Reescreva as linhas desde a que contém "Would you be so kind as to mark the white trousers" até a que contém "column 803, row 148", substituindo "white trousers" por "white pants" e mantendo todo o resto inalterado.

▸ DADOS DA TAREFA
..........

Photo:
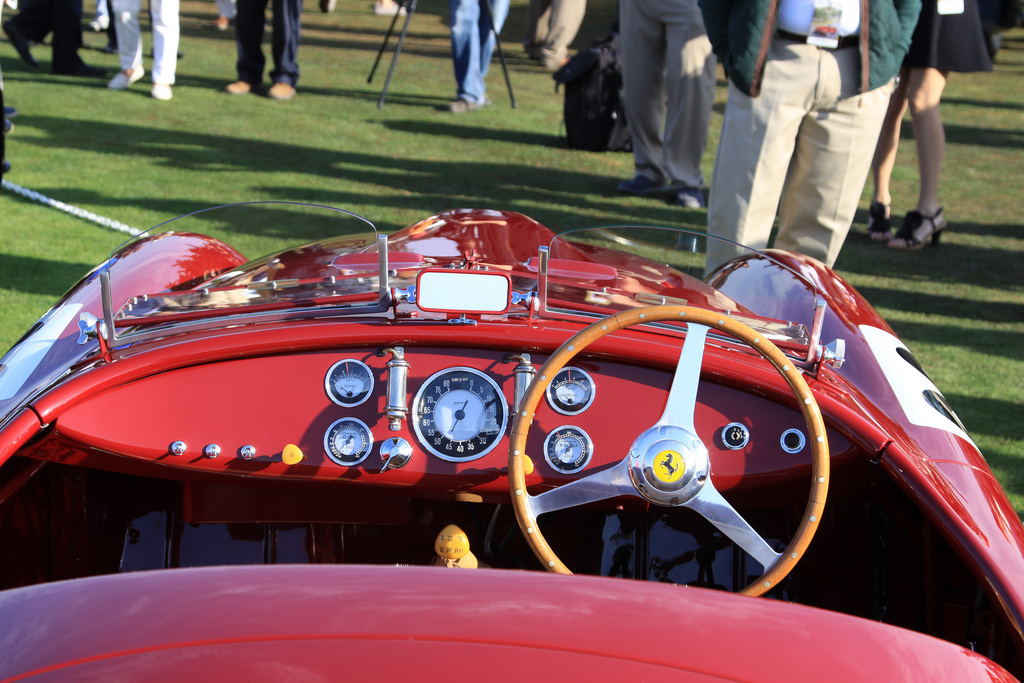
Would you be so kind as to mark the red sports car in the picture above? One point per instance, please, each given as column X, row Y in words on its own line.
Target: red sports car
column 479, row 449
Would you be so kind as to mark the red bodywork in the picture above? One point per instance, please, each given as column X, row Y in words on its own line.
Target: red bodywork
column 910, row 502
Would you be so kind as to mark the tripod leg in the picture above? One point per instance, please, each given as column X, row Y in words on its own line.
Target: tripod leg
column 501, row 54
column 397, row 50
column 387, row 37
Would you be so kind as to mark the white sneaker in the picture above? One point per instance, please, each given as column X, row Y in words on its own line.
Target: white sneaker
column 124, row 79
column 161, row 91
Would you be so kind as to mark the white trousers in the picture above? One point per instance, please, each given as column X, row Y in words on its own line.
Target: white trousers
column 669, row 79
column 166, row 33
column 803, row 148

..........

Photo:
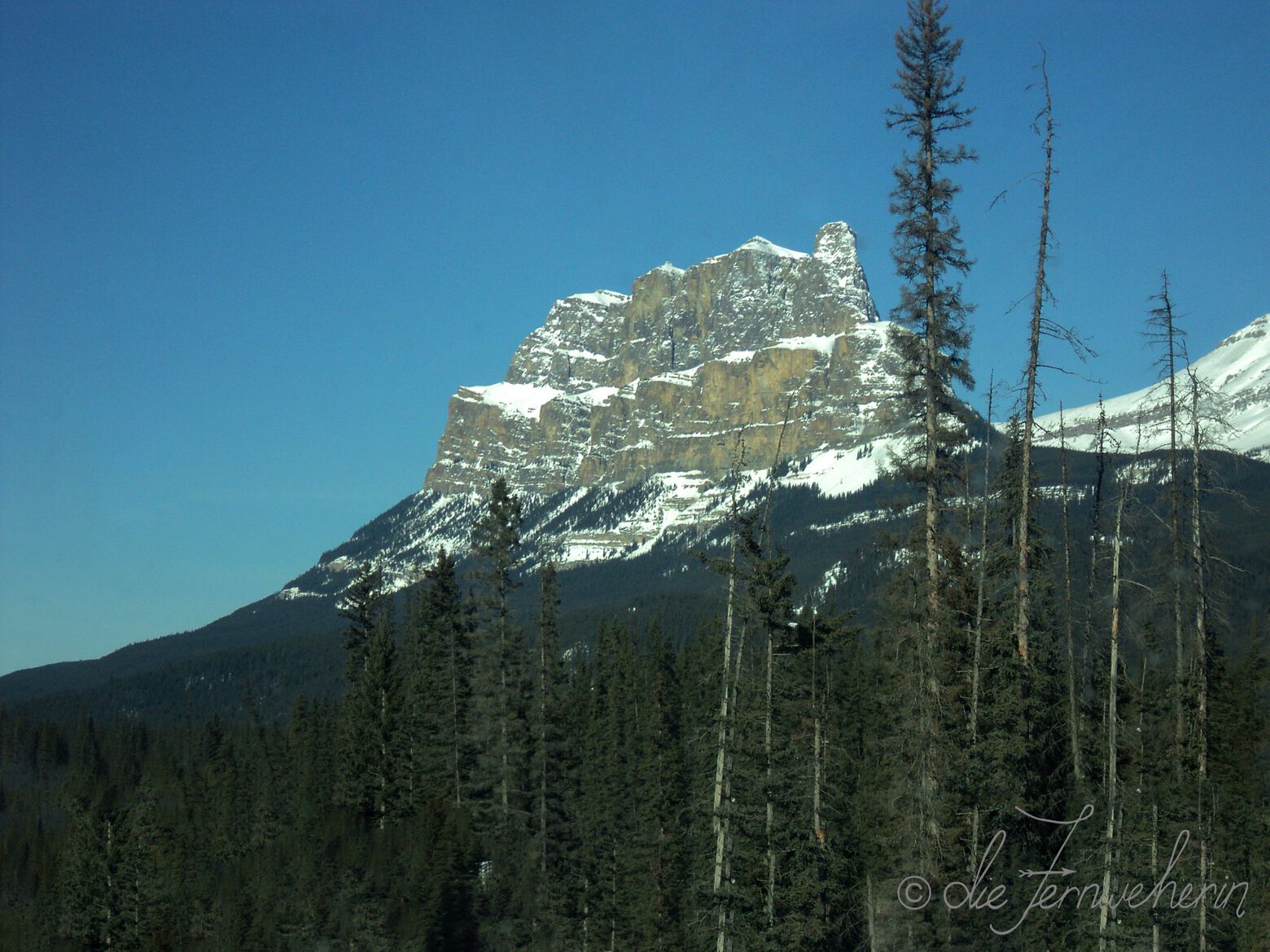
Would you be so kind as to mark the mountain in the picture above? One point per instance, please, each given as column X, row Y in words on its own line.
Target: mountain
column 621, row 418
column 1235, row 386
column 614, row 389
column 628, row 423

..........

▸ RESULTADO ABAIXO
Would you be so kind as to mark the white pants in the picture above? One point per instance, please, each given as column X, row Y in words on its own line.
Target: white pants
column 669, row 79
column 166, row 33
column 803, row 148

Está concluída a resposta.